Request A: According to the MPI article, what model is MPI based on?
Request B: Print everything in the MPI article from "MPI doesn’t comprehend" down to "the whole system.".

Passage:
HPC Guru Don Becker: Why MPI Is Inadequate

To date, the Message Passing Interface has been instrumental in simplifying application development for clusters. But as clusters change to embrace multiple cores, multiple platforms, and multiple advanced interconnects, MPI is no longer adequate. What can replace it? Donald Becker asks, “How about Unix?

The well-known Message Passing Interface (MPI) is widely used in parallel programming and was intrumental in simplifying application development for clusters. However, as clustering evolves to leverage virtualization, MPI is becoming irrelevant: MPI doesn’t prevent version skews, cannot handle failovers, and lacks an efficient way for applications to communicate with each other — a critical capability for virtualization to be successful. Fortunately, there are emerging alternatives to MPI that are better suited to meet industry demands for cluster virtualization without adding unnecessary complexity.

A Narrow World View

For all of its power, MPI purveys a static view of cooperating machines. MPI assumes that software is installed once, at the same time, on all machines, and furthermore assumes that all machines are known and named when a cluster is installed or an application is started. By design, the MPI “cluster size” (provided by MPI_Comm_size(MPI_COMM_WORLD)) remains fixed after initialization, making it impossible to either take advantage of new machines added to the cluster or to reduce the number of machines on which an application depends.

The MPI model holds that the world doesn’t evolve — that applications are never modified and improved. In the real world however, application programs, configuration files, and system components are updated (often), and the most common thing to do after an update is to immediately utilize the changes. But because MPI is based on an initialize-compute-terminate model, explicit support for checkpointing, executing as a service, and running “forever” is lost.

MPI doesn’t comprehend failures: there’s no mechanism to detect a failure, no way to report that a process has failed, and no way to recover from a fault. An MPI application may issue undone work to other ranks and complete the actual task, but it cannot terminate cleanly with missing nodes. Even a model with a static view of the working set of machines can include recovery for unexpectedly failed processes — yet MPI programs are susceptible to cascading failures, where a single, failed machine triggers the eventual failure of the whole system.

Record set:
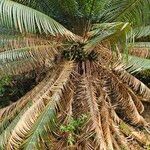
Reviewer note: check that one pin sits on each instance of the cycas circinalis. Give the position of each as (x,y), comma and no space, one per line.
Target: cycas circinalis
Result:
(88,99)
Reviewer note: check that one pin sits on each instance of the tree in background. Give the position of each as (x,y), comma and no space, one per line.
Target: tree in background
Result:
(88,99)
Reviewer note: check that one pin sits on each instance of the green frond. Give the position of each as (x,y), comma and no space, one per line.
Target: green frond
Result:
(37,52)
(110,32)
(133,11)
(25,19)
(142,31)
(19,67)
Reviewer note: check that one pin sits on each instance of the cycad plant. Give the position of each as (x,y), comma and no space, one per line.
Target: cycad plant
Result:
(88,100)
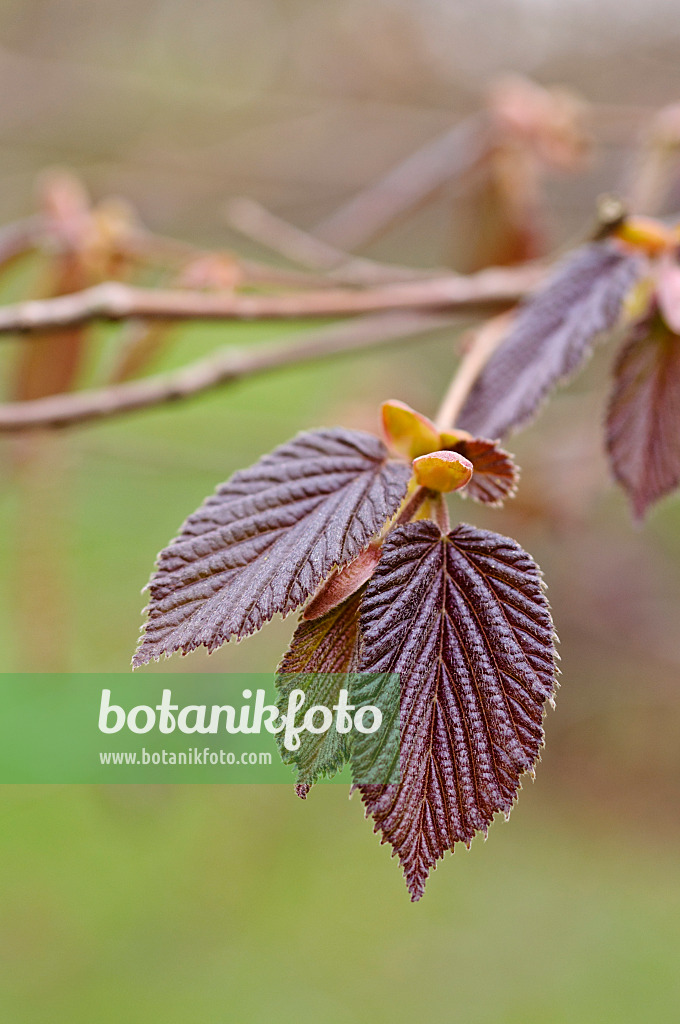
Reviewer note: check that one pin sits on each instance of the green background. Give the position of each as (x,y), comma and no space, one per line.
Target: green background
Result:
(207,904)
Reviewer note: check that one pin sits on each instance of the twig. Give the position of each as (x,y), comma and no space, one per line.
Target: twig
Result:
(485,341)
(256,222)
(223,368)
(116,301)
(449,156)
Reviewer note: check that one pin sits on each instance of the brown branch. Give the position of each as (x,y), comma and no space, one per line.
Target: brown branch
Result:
(448,157)
(256,222)
(115,301)
(225,367)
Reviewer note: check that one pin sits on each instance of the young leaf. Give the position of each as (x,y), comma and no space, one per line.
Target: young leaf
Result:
(463,619)
(551,338)
(343,582)
(265,541)
(442,471)
(321,654)
(643,418)
(495,473)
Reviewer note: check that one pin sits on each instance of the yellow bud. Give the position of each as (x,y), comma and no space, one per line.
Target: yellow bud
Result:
(646,233)
(442,471)
(408,432)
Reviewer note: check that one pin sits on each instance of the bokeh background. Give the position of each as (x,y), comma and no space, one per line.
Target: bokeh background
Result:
(243,903)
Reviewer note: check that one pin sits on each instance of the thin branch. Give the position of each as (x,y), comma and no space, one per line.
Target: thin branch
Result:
(256,222)
(225,367)
(448,157)
(484,342)
(116,301)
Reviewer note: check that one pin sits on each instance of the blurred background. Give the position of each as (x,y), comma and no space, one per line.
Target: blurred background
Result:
(207,904)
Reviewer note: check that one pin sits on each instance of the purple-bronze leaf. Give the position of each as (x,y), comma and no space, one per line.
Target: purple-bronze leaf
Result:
(643,418)
(551,337)
(265,541)
(464,620)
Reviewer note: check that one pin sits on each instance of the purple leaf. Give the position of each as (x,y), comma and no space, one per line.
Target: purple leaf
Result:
(463,619)
(643,418)
(265,541)
(551,337)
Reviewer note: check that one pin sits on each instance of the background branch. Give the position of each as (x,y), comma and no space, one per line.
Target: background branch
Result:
(114,301)
(225,367)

Output A: An initialize-compute-terminate model.

Output B:
MPI doesn’t comprehend failures: there’s no mechanism to detect a failure, no way to report that a process has failed, and no way to recover from a fault. An MPI application may issue undone work to other ranks and complete the actual task, but it cannot terminate cleanly with missing nodes. Even a model with a static view of the working set of machines can include recovery for unexpectedly failed processes — yet MPI programs are susceptible to cascading failures, where a single, failed machine triggers the eventual failure of the whole system.